— BEGIN EXTRACTED ENTRIES —
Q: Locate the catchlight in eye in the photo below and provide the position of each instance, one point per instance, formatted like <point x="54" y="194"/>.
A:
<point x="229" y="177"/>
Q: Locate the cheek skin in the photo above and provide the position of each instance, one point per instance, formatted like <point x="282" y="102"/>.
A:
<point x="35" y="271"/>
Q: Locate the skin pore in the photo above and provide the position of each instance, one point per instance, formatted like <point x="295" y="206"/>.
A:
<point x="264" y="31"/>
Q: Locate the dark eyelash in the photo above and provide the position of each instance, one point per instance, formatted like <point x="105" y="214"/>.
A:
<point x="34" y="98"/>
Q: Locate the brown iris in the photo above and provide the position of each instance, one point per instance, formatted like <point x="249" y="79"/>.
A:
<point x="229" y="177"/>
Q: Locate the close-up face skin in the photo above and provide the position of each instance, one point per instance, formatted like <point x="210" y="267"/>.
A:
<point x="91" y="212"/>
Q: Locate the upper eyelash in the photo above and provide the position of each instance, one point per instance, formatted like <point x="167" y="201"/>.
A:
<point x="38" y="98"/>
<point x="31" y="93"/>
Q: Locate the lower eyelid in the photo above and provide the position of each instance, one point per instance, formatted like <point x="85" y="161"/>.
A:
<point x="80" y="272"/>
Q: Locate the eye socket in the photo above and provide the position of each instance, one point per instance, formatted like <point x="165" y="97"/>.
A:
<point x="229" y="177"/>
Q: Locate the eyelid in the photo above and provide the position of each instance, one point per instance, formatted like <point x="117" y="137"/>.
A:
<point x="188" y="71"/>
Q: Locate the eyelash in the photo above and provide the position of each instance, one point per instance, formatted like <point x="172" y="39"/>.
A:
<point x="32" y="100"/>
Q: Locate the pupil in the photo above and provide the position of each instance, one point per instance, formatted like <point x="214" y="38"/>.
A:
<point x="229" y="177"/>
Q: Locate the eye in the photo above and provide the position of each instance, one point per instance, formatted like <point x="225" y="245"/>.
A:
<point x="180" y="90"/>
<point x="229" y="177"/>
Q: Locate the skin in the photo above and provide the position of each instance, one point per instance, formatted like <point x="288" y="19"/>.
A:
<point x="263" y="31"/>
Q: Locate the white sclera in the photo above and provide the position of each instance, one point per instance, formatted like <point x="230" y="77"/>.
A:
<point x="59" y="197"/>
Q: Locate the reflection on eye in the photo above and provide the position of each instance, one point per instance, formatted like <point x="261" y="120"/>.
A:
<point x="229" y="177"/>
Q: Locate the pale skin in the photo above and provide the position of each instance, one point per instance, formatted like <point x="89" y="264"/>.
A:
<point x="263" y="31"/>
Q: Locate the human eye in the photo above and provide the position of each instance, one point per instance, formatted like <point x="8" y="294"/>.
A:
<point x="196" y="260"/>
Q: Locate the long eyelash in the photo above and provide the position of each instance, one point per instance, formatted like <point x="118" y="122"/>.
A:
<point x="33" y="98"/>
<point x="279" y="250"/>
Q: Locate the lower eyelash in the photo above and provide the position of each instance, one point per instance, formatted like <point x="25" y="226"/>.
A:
— END EXTRACTED ENTRIES —
PROBLEM DETAILS: Transcribe all of the lines in the records precisely.

RESULT FOR THIS TASK:
Q: Locate the catchlight in eye in the photo below and provide the position of each instance, one point per instance, formatted like <point x="54" y="194"/>.
A:
<point x="229" y="177"/>
Q: Locate the cheek skin in the photo above and provide the position of each instance, one point per instance, formatted like <point x="282" y="102"/>.
A:
<point x="35" y="271"/>
Q: Locate the skin pore in the photo above and provide the position of each instance, one point per instance, formatted like <point x="295" y="206"/>.
A:
<point x="264" y="31"/>
Q: Locate the dark eyelash in the photo above and provide the position of each instance, one point per instance, formatted like <point x="105" y="214"/>.
A:
<point x="34" y="98"/>
Q: Locate the brown iris in the photo above and provide the position of each instance, one point per instance, formatted like <point x="249" y="79"/>.
A:
<point x="229" y="177"/>
Q: Locate the close-up face skin in the photo above and provide the position of each instance, one point per instance, formatted like <point x="210" y="267"/>.
A:
<point x="91" y="212"/>
Q: Locate the upper eyelash in the photo above and provide the position of each instance, one point per instance, formatted like <point x="167" y="201"/>.
A:
<point x="38" y="98"/>
<point x="31" y="93"/>
Q: Locate the lower eyelid in the photo above and provide the position of each instance, one point per instance, formatted like <point x="85" y="161"/>.
A:
<point x="80" y="272"/>
Q: Locate the eye socket in the photo above and provide the position of each instance, one point per instance, formatted like <point x="165" y="97"/>.
A:
<point x="229" y="177"/>
Q: Locate the eyelid in the photo above and provide the position of each instance, one point per instance, formatted like <point x="117" y="137"/>.
A:
<point x="188" y="71"/>
Q: Locate the eyelash in the photo above and provide the position of each instance, one point per instance, formatted like <point x="172" y="39"/>.
A:
<point x="32" y="100"/>
Q: Locate the pupil in the photo above and provide the position of each instance, one point per instance, formatted like <point x="214" y="38"/>.
A:
<point x="229" y="177"/>
Q: Locate the eye in the photo above and provide the position of each instance, one point per instance, formatted like <point x="225" y="245"/>.
A:
<point x="180" y="90"/>
<point x="229" y="177"/>
Q: Locate the skin in the photo above and provide the position of each instance, one point per instance, formatted like <point x="288" y="19"/>.
A:
<point x="263" y="31"/>
Q: Locate the white sclera in the photo above and provide the position of each instance, one point per instance, formatted like <point x="230" y="77"/>.
A:
<point x="59" y="197"/>
Q: Locate the reflection on eye in the photo above and provide the position of each instance, one point per instance, formatted like <point x="261" y="120"/>.
A:
<point x="229" y="177"/>
Q: Locate the pale skin in the photo above and provide the position of each instance, one point per instance, formatted like <point x="89" y="264"/>.
A:
<point x="263" y="31"/>
Q: Locate the human eye in the photo above and provide the position of each instance, one point per instance, formatted like <point x="8" y="294"/>.
A:
<point x="196" y="260"/>
Q: Locate the long eyelash in the photo above and provide the position of each instance, one point per instance, formatted like <point x="118" y="122"/>.
A:
<point x="33" y="98"/>
<point x="279" y="250"/>
Q: Locate the lower eyelash in the photo above and provide the position of each instance, one point per instance, formatted like <point x="25" y="226"/>.
A:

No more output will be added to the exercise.